**SET TASK**.
Gather every line of the records that contains the word "concrete", and treat uppercase and lowercase as different.

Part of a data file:
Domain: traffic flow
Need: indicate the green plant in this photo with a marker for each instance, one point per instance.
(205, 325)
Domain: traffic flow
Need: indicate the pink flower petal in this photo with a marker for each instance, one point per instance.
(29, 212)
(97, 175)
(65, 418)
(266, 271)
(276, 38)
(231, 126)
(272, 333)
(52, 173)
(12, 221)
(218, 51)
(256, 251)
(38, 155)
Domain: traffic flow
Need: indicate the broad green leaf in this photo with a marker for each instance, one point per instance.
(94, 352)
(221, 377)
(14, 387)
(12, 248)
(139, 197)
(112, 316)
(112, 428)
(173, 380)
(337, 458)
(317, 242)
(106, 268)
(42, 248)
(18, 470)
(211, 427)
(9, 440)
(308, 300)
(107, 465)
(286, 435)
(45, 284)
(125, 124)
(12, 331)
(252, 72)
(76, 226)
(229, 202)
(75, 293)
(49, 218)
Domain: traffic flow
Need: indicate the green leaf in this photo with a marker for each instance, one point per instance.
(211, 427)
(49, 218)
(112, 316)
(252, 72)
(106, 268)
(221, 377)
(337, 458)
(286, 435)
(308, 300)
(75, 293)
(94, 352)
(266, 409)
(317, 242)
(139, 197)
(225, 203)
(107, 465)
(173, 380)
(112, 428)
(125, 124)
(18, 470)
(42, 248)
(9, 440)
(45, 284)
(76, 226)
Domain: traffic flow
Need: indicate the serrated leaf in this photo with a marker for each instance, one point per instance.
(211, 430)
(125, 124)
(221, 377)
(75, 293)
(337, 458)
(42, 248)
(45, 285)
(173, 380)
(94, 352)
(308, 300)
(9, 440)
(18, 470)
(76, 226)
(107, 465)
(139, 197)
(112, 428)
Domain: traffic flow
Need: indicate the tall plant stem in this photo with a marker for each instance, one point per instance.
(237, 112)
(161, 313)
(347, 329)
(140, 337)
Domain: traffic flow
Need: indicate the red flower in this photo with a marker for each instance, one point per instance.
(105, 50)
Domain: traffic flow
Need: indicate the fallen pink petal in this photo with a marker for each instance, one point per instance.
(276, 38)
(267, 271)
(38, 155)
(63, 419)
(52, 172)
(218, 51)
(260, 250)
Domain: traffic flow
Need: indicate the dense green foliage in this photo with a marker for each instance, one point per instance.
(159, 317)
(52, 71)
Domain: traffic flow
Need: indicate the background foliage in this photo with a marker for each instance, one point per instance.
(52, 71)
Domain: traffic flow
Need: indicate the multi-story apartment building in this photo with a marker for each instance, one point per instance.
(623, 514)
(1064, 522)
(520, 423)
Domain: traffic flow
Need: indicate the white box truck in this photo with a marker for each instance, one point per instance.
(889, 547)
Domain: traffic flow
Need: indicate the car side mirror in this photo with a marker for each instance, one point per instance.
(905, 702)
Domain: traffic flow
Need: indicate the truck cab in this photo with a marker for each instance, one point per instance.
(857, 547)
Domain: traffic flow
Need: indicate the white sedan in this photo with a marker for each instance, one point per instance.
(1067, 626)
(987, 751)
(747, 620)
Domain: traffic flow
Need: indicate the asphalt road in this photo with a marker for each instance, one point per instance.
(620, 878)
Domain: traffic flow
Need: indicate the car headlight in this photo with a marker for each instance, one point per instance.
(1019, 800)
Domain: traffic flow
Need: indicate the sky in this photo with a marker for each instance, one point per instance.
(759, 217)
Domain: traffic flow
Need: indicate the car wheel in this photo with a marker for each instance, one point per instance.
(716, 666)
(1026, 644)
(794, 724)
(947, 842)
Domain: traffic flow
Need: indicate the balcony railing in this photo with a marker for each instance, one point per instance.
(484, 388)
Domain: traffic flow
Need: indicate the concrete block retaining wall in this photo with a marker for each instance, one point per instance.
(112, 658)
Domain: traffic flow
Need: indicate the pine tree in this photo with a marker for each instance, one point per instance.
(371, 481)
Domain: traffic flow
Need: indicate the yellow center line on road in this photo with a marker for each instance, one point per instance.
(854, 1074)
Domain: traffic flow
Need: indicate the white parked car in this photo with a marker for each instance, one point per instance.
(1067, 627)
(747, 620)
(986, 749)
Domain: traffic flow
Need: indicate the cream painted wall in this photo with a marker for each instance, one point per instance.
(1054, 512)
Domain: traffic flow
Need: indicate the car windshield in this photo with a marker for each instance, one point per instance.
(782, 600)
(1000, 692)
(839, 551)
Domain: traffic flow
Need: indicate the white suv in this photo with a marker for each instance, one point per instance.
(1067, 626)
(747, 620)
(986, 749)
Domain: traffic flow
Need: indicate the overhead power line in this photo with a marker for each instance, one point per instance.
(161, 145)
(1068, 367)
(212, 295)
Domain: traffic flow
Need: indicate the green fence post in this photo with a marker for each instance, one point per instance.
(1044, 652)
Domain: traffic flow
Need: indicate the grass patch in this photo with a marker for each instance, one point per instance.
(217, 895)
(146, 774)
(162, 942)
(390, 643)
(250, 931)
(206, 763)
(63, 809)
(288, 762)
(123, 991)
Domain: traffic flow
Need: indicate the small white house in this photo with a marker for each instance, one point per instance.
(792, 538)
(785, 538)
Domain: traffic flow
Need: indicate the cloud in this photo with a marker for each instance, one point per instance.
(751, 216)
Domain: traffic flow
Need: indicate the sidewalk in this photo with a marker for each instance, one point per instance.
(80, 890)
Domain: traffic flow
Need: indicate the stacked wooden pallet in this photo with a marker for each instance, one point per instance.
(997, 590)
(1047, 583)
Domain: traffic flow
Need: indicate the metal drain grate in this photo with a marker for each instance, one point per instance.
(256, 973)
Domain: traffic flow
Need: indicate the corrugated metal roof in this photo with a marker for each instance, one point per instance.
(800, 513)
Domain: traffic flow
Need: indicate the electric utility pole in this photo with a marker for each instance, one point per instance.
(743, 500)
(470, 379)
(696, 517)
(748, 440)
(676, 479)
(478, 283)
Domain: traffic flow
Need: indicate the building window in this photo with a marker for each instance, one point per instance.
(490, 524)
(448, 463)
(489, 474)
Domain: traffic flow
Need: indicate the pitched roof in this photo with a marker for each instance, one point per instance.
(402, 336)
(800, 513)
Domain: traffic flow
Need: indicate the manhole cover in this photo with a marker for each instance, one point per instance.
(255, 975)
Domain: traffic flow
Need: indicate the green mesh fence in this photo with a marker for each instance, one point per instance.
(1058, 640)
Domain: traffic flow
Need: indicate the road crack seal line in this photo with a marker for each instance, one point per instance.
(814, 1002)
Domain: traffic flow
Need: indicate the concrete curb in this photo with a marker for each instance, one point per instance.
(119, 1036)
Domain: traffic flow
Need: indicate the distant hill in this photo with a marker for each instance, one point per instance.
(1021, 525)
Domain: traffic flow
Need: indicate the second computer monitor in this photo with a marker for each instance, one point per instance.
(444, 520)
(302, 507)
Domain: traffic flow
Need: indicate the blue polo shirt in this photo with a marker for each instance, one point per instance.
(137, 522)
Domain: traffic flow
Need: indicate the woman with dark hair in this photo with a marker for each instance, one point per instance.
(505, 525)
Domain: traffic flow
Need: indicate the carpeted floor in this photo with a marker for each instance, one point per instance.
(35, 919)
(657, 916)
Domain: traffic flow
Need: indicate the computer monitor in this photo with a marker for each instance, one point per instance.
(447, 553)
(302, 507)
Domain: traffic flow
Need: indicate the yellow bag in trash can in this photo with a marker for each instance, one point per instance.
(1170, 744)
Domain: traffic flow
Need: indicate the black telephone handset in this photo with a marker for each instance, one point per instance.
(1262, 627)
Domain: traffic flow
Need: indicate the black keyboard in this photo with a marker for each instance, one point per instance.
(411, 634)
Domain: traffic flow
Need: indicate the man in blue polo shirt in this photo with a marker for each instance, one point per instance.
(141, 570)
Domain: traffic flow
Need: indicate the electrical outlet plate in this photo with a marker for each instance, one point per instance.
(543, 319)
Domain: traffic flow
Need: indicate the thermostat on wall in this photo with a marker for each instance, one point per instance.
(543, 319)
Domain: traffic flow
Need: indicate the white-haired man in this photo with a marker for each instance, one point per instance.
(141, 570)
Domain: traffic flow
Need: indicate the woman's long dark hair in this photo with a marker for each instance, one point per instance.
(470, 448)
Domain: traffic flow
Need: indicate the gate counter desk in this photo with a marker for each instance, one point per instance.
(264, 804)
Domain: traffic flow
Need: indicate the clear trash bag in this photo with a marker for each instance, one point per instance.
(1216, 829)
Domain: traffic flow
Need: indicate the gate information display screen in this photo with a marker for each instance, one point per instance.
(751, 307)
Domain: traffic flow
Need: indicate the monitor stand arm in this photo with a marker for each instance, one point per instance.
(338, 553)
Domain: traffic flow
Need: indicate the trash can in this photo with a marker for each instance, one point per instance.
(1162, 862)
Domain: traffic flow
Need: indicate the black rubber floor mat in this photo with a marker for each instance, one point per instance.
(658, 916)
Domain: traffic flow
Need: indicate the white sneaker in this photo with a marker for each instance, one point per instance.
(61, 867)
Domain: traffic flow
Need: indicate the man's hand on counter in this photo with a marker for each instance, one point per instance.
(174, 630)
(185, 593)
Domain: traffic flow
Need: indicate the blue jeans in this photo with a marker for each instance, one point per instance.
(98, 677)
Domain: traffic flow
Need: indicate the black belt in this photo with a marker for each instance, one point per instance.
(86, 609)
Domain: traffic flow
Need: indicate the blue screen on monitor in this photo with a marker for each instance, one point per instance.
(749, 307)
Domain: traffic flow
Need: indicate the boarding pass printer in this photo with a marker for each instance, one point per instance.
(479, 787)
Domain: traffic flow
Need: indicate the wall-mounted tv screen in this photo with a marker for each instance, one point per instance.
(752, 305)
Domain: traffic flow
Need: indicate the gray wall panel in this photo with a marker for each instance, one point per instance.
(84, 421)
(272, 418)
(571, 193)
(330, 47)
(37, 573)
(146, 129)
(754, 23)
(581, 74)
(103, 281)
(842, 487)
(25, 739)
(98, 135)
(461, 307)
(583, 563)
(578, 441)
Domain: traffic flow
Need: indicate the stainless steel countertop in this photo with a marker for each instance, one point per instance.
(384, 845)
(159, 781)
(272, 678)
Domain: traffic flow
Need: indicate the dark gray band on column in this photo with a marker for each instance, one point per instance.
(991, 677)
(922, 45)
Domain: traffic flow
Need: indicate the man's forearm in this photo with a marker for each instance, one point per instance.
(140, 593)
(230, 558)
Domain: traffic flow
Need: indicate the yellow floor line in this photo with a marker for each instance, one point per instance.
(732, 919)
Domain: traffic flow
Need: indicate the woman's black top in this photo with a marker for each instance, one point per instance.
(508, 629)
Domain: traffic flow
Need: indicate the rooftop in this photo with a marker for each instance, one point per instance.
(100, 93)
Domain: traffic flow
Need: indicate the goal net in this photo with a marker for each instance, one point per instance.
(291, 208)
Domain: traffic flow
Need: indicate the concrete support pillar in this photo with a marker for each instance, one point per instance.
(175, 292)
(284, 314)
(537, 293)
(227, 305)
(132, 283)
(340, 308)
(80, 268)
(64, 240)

**SOLUTION FOR THIS EXERCISE**.
Need: indicate the concrete block retaining wall in this photo with a marker for each instance, one point per instance.
Need: indicate the concrete curb in this photo with a marker for each instance, one point per instance.
Need: indicate the concrete support pillar in this photo with a marker for each instance, one point per instance.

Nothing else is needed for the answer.